[OBJECTIVE] Reproduce the material from its start through the line containing "174], [530, 173]]", including that line. Leave out the pictures.

Excerpts from the segmentation records
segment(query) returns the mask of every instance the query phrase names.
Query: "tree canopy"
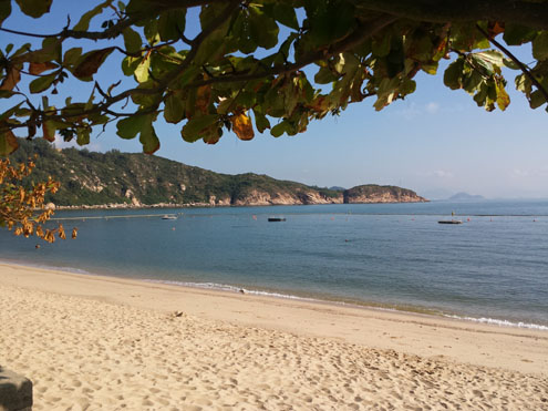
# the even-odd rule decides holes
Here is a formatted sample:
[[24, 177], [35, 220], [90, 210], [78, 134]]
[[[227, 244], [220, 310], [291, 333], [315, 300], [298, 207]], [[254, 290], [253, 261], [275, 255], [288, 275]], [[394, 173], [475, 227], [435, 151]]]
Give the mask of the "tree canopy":
[[[106, 0], [49, 33], [10, 25], [13, 8], [40, 19], [52, 1], [0, 0], [0, 31], [19, 41], [0, 51], [0, 155], [15, 133], [85, 145], [108, 123], [154, 153], [162, 117], [187, 142], [294, 135], [350, 103], [404, 99], [443, 59], [445, 85], [488, 111], [510, 103], [505, 69], [531, 109], [548, 102], [546, 0]], [[533, 62], [510, 51], [521, 44]], [[120, 72], [100, 83], [115, 55]], [[89, 84], [86, 100], [72, 100], [69, 78]]]

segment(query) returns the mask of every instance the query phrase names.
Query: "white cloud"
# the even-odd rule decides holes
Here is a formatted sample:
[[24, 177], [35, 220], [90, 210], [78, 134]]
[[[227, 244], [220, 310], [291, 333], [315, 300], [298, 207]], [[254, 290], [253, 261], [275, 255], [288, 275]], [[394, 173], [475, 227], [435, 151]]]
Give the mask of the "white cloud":
[[436, 102], [432, 101], [428, 104], [426, 104], [426, 112], [427, 113], [436, 114], [438, 111], [440, 111], [440, 104], [437, 104]]
[[453, 178], [454, 176], [452, 172], [447, 172], [445, 169], [436, 169], [433, 174], [440, 178]]
[[409, 103], [403, 110], [400, 110], [397, 113], [402, 115], [405, 120], [414, 120], [421, 117], [425, 114], [436, 114], [441, 110], [438, 103], [431, 101], [427, 104], [416, 104], [414, 102]]
[[527, 169], [514, 168], [511, 171], [511, 176], [513, 177], [527, 177], [529, 174], [530, 173]]

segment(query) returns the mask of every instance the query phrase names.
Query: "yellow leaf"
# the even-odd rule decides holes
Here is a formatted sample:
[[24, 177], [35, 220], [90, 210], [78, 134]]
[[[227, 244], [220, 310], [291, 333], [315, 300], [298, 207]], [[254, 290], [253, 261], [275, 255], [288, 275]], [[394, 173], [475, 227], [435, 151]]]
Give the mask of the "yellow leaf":
[[12, 91], [20, 80], [21, 72], [12, 65], [8, 75], [3, 79], [2, 84], [0, 84], [0, 90]]
[[58, 65], [52, 63], [51, 61], [46, 61], [45, 63], [30, 63], [29, 73], [37, 75], [43, 73], [44, 71], [53, 70], [56, 66]]
[[248, 141], [255, 137], [251, 120], [246, 114], [238, 114], [230, 117], [232, 130], [239, 140]]

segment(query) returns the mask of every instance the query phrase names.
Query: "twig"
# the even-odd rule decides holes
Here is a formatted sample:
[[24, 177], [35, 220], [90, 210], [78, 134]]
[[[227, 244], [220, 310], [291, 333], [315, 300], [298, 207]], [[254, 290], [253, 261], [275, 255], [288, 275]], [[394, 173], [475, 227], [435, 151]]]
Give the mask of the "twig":
[[545, 100], [548, 102], [548, 92], [542, 86], [542, 84], [540, 84], [540, 82], [535, 78], [535, 75], [533, 75], [530, 70], [524, 63], [521, 63], [508, 49], [506, 49], [503, 44], [500, 44], [497, 40], [489, 38], [489, 34], [487, 34], [485, 32], [485, 30], [479, 27], [479, 24], [476, 24], [476, 29], [482, 34], [484, 34], [487, 40], [489, 40], [493, 44], [495, 44], [503, 53], [505, 53], [513, 62], [515, 62], [519, 66], [519, 69], [524, 72], [524, 74], [529, 78], [531, 83], [537, 86], [537, 89], [540, 91], [540, 93], [542, 93]]

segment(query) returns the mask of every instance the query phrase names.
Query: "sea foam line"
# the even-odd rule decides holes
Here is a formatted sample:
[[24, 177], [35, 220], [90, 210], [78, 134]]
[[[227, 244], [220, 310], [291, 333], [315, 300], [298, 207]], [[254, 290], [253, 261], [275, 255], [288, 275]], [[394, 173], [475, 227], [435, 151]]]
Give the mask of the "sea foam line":
[[[255, 295], [255, 296], [283, 298], [283, 299], [291, 299], [291, 300], [298, 300], [298, 301], [329, 302], [329, 304], [335, 304], [338, 306], [365, 307], [365, 308], [380, 310], [380, 311], [402, 311], [400, 309], [390, 308], [390, 307], [379, 307], [379, 306], [368, 306], [368, 305], [362, 306], [360, 304], [348, 304], [344, 301], [337, 301], [337, 300], [334, 300], [334, 301], [322, 300], [322, 299], [317, 299], [317, 298], [307, 298], [307, 297], [293, 296], [290, 294], [252, 290], [252, 289], [247, 289], [247, 288], [242, 288], [242, 287], [235, 287], [235, 286], [230, 286], [227, 284], [218, 284], [218, 282], [190, 282], [190, 281], [158, 280], [158, 279], [145, 279], [145, 281], [156, 282], [156, 284], [167, 284], [167, 285], [189, 287], [189, 288], [201, 288], [201, 289], [229, 291], [229, 292], [244, 291], [245, 294]], [[412, 312], [412, 311], [409, 311], [409, 312]], [[496, 318], [487, 318], [487, 317], [475, 318], [475, 317], [446, 315], [446, 314], [444, 314], [442, 316], [446, 317], [446, 318], [453, 318], [456, 320], [461, 320], [461, 321], [480, 322], [480, 323], [495, 325], [495, 326], [499, 326], [499, 327], [526, 328], [526, 329], [534, 329], [534, 330], [540, 330], [540, 331], [548, 331], [548, 326], [542, 326], [539, 323], [529, 323], [529, 322], [523, 322], [523, 321], [513, 322], [513, 321], [500, 320], [500, 319], [496, 319]]]
[[190, 281], [175, 281], [175, 280], [159, 280], [159, 279], [145, 279], [147, 282], [156, 282], [156, 284], [167, 284], [172, 286], [180, 286], [180, 287], [189, 287], [189, 288], [201, 288], [201, 289], [213, 289], [218, 291], [230, 291], [230, 292], [242, 292], [249, 294], [254, 296], [263, 296], [263, 297], [276, 297], [276, 298], [285, 298], [291, 300], [300, 300], [300, 301], [314, 301], [322, 302], [322, 300], [317, 298], [307, 298], [293, 296], [290, 294], [281, 294], [281, 292], [269, 292], [269, 291], [260, 291], [247, 289], [244, 287], [235, 287], [229, 286], [227, 284], [218, 284], [218, 282], [190, 282]]
[[508, 321], [508, 320], [499, 320], [496, 318], [461, 317], [461, 316], [455, 316], [455, 315], [444, 315], [444, 317], [454, 318], [457, 320], [489, 323], [489, 325], [499, 326], [499, 327], [517, 327], [517, 328], [528, 328], [528, 329], [533, 329], [533, 330], [548, 331], [548, 326], [542, 326], [542, 325], [533, 323], [533, 322], [523, 322], [523, 321], [513, 322], [513, 321]]

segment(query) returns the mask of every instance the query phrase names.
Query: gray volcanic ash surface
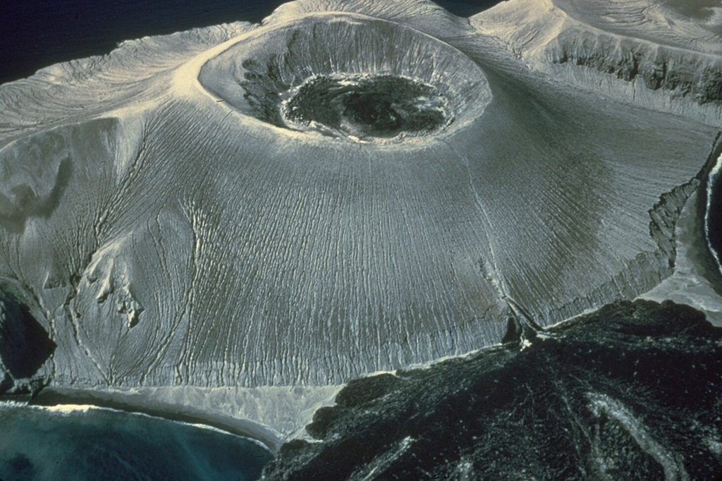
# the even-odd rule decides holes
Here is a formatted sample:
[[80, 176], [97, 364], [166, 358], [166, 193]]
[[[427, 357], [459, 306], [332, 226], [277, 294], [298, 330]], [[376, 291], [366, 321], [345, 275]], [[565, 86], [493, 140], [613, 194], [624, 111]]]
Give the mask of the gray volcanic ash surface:
[[591, 3], [300, 0], [0, 85], [1, 285], [52, 343], [20, 382], [0, 325], [2, 390], [329, 387], [658, 286], [721, 52]]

[RESPONSE]
segment(query) returns the mask of every instance the query phrase names.
Query: "tree canopy"
# the even-odd rule decides holes
Here is a formatted sample:
[[24, 177], [35, 220], [90, 210], [78, 134]]
[[[227, 244], [220, 310], [291, 333], [315, 300], [298, 207]], [[254, 290], [253, 261], [275, 255], [288, 275]], [[394, 173], [475, 227], [435, 151]]]
Give the mask of the "tree canopy":
[[[106, 0], [49, 33], [10, 25], [13, 8], [40, 19], [52, 1], [0, 0], [0, 31], [19, 41], [0, 51], [0, 155], [15, 133], [85, 145], [108, 123], [154, 153], [162, 117], [187, 142], [294, 135], [350, 103], [404, 99], [443, 59], [445, 85], [488, 111], [510, 103], [505, 69], [531, 109], [548, 102], [546, 0]], [[533, 62], [510, 51], [521, 44]], [[120, 72], [100, 83], [115, 55]], [[89, 84], [86, 100], [72, 100], [69, 78]]]

segment(query) returns the mask of every instance the query phrase names.
Query: "white cloud"
# the even-odd rule decides holes
Here is a formatted sample:
[[24, 177], [35, 220], [90, 210], [78, 134]]
[[[227, 244], [220, 310], [291, 333], [315, 300], [298, 207]], [[254, 290], [253, 261], [275, 255], [288, 275]], [[394, 173], [475, 227], [435, 151]]]
Give the mask of the "white cloud":
[[436, 102], [432, 101], [428, 104], [426, 104], [426, 112], [427, 113], [436, 114], [438, 111], [440, 111], [440, 104], [437, 104]]
[[453, 178], [454, 176], [452, 172], [447, 172], [445, 169], [436, 169], [433, 174], [440, 178]]
[[409, 103], [403, 110], [400, 110], [397, 113], [402, 115], [405, 120], [414, 120], [421, 117], [425, 114], [436, 114], [441, 110], [438, 103], [431, 101], [427, 104], [416, 104], [414, 102]]
[[527, 169], [514, 168], [511, 171], [511, 176], [513, 177], [527, 177], [529, 174], [530, 173]]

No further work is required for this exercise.